On sait également l’attention avec laquelle les cisterciens choisissaient le site de leurs abbayes, et l’importance dans ce choix de la symbolique des éléments du paysage — rivière, vallée, bois, etc..28. Il est donc naturel pour Isaac de nourrir son exégèse du texte évangélique du spectacle offert par le monde visible.29

Mais revenons à l’évocation de « la barque secouée par les vagues » : le sens spirituel de l’image se dévoile à partir du moment où l’on comprend que le navigateur n’est pas moins en danger sur la mer « que ne le sont tous les hommes dans le monde et la chair [in mundo, vel in carne] » (S. 15, 2). Par essence, la condition humaine est même plus périlleuse : le navigateur, lorsqu’il engage son embarcation, prend le risque d’affronter une tempête, et de faire naufrage ; l’homme, lorsqu’il entre dans cette chair corruptible (ex quo venit in carnem hanc corruptibilem), entre du même coup dans la mort (utique venit in mortem). En effet, nulle planche de salut, hors la révélation, ne permet à l’homme d’échapper à la perdition : rien n’intercède entre l’âme et la chair30, entre la chair et le monde. La naissance est déjà un naufrage :

« C’est pourquoi, dès que nous entrons dans cette chair corruptible, nous entrons aussi dans la mort : nous ne sommes pas conçus en l’une avant d’être absorbés dans le gouffre de l’autre ; nous ne sommes pas d’abord introduits dans la vie, puis engloutis dans la mort ; nous ne sommes pas d’abord hommes, ensuite pécheurs ; nous ne sommes pas d’abord nés, ensuite naufragés. Dès que nous sommes venus au monde, aussitôt ce monde nous a rendus immondes31. (S. 15, 2­3) »

Consignes:
- a) Répondez à ces questions sur l'extrait consacré à l'exégèse d'Isaac :
(i) Qu'est-ce que les cisterciens choisissaient avec attention ?
(ii) Quelle référence accompagne la comparaison entre le navigateur et « tous les hommes dans le monde et la chair » ?
(iii) D'après la dernière phrase de la citation, qu'a fait ce monde dès que nous sommes venus au monde ?
- b) Rédigez la suite de l'extrait consacré à l'exégèse d'Isaac, après la citation qui le termine.

Données:
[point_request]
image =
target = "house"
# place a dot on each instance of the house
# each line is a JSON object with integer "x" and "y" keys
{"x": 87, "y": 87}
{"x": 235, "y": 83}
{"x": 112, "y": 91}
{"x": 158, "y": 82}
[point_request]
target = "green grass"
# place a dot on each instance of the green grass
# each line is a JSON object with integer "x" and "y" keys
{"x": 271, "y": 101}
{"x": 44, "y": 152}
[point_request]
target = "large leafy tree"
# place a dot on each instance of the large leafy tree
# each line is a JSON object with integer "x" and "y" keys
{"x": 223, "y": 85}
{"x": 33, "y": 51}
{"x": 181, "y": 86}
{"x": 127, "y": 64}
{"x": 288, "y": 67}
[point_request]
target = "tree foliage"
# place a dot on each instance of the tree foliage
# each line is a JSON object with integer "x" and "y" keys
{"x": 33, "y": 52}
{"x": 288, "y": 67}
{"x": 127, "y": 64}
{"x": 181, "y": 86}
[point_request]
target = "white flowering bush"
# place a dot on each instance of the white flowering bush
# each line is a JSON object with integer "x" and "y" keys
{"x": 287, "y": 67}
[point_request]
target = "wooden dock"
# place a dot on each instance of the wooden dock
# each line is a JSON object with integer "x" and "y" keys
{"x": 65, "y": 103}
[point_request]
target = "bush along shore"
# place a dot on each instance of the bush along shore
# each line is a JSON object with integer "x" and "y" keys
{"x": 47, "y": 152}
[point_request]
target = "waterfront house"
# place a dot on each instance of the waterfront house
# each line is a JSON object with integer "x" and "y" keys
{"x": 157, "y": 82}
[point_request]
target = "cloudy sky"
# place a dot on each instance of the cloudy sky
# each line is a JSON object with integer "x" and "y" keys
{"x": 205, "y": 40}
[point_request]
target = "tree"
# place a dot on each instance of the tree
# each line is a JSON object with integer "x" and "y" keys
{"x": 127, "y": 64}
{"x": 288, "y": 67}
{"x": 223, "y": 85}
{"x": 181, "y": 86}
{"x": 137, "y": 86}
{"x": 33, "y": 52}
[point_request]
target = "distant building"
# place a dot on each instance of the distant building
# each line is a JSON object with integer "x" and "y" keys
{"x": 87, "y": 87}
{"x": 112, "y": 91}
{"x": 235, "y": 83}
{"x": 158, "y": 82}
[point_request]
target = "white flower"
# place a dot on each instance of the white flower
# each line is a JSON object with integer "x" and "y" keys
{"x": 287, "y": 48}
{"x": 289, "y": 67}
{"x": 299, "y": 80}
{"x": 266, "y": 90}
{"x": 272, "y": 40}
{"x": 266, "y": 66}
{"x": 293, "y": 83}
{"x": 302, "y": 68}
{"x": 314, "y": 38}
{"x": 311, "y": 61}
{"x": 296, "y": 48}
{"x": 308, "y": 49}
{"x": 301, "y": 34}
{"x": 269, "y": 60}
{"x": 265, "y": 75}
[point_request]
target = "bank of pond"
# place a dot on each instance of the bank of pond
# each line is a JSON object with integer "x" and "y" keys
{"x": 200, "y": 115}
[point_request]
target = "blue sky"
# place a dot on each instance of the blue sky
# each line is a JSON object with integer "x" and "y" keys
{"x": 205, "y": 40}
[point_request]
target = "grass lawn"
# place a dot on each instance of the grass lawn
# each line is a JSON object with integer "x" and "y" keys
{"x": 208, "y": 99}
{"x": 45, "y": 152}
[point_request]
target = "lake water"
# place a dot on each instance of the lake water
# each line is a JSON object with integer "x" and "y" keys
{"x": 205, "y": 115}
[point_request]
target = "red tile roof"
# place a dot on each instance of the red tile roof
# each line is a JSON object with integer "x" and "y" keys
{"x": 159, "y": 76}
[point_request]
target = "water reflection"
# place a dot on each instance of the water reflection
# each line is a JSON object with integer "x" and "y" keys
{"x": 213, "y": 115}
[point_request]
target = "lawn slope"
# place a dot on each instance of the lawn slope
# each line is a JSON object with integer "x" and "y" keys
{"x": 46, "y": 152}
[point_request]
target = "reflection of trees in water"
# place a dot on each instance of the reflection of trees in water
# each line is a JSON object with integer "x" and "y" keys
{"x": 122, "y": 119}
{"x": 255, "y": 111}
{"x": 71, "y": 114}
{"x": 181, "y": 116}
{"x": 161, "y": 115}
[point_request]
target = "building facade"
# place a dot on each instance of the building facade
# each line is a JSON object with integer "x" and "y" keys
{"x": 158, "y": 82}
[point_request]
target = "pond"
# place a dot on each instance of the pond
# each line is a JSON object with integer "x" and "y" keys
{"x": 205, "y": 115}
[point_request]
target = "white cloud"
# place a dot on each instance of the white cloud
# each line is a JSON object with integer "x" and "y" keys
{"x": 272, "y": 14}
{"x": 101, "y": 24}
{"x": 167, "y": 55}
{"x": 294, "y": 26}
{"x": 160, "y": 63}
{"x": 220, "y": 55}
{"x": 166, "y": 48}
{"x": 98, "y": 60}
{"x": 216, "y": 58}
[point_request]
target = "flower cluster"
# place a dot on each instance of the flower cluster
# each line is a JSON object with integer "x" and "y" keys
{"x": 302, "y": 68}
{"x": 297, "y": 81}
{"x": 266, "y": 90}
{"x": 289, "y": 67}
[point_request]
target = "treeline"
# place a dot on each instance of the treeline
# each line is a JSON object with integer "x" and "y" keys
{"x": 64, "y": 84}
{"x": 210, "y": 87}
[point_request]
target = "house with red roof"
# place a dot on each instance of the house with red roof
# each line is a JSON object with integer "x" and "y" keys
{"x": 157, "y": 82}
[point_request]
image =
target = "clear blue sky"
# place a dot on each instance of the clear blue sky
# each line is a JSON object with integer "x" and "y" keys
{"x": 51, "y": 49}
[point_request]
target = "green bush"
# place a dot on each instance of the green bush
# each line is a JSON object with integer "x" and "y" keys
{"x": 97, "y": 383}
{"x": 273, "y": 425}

Réponses:
- a)
(i) Le site de leurs abbayes.
(ii) S. 15, 2.
(iii) Il nous a rendus immondes.

- b)
Cette dialectique de la vie et de la mort n’est intelligible que si on la replace dans la perspective du péché originel, comme le fait Isaac dans les sermons 6 et 7. La faute d’Adam est le premier drame de l’histoire humaine. Elle inaugure l’ère de la duplicité en l’homme : en « descendant » du paradis, Adam se situe entre l’ange et le diable32, entre l’âme et la chair33, entre la vie et la mort. La naissance humaine est donc la concrétisation d’un pacte avec la mort : en prenant possession d’un corps, l’âme, ce pur principe de vie, est marquée sous le sceau des sept corruptions dont Isaac donne la liste dans le sermon 6, 4-8 : l’orgueil, l’envie, la colère, la tristesse, l’avarice, la gourmandise, la luxure. Remarquons d’ailleurs que l’orgueil est la première de ces corruptions, d’où naissent toutes les autres : c’est là une constante chez Isaac, et les sermons que nous commentons sont en premier lieu dirigés contre l’orgueil, comme nous l’avons déjà pressenti34.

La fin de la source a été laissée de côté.